**Problem requirements**
Return exactly the lines that run from the one containing "Annotation task: put one keypoint on every instance of the open" to the end of the entries, with both ends included.

**Input data**
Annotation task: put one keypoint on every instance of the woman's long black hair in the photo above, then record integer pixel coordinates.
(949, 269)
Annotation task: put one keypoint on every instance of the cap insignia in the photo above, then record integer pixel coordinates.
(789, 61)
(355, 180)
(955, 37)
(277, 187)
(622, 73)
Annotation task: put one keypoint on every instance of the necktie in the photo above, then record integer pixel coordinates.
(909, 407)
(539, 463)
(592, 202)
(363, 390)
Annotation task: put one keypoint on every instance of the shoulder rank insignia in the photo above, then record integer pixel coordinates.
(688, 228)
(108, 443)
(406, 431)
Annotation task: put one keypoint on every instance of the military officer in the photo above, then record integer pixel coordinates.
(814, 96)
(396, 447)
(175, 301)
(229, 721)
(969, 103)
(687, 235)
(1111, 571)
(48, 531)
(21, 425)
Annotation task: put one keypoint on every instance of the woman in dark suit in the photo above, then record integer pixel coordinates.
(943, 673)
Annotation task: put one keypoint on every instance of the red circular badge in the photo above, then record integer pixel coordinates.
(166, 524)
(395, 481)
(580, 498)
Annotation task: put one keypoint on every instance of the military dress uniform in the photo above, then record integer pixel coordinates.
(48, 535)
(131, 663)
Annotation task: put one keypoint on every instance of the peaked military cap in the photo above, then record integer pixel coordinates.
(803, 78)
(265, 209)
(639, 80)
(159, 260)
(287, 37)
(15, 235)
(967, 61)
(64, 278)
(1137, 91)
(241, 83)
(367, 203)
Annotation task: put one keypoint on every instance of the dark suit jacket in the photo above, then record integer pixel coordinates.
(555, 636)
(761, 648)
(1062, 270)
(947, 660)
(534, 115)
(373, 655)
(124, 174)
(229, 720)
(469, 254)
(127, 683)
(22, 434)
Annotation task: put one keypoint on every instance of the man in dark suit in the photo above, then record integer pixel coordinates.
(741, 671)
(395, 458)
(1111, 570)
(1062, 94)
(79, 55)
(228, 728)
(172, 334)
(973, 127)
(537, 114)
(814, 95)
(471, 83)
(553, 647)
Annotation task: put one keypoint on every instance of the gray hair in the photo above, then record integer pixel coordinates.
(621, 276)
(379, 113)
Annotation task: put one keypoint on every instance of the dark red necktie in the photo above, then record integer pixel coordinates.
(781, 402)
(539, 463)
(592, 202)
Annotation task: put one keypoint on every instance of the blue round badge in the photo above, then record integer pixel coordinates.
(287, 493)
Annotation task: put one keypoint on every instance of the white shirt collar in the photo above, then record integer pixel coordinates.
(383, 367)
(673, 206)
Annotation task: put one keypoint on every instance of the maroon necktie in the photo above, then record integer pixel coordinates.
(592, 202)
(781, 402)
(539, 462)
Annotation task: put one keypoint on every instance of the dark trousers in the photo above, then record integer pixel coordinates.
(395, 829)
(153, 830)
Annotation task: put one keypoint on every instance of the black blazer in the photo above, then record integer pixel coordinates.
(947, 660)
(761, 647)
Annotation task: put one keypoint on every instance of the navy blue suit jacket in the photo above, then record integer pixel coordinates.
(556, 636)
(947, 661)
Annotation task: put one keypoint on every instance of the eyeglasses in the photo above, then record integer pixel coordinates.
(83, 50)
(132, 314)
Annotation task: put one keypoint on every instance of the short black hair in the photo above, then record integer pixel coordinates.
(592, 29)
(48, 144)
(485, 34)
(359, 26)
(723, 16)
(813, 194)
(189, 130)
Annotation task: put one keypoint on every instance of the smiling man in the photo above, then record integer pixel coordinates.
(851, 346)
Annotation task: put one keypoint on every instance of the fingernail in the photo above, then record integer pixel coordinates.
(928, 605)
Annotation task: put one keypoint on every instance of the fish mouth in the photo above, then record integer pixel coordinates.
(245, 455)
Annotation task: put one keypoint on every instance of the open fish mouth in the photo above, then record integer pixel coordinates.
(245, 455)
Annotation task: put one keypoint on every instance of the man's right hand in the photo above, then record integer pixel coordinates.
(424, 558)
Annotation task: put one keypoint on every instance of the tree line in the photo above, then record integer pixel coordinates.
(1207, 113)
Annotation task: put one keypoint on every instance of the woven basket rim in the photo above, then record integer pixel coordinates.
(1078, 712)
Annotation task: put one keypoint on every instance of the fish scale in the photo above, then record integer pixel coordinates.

**Solution for this exercise**
Annotation task: put one keypoint on every instance of the open fish mouth in the photo above, then record integer pixel coordinates.
(245, 455)
Annotation task: put one keypoint on every instance of the man's right hand in the photo above, then record integer pixel coordinates.
(424, 558)
Annotation task: put one keypoint on every instance of the tree line in the photo above, then record integer pixel coordinates.
(1207, 113)
Annotation task: put one keypoint on every instance of the woven basket rim in the photo above, then record integer pixel coordinates.
(1078, 712)
Annotation task: put one keypoint on every instance of the fish scale in the photo above, then record integer pixel coordinates.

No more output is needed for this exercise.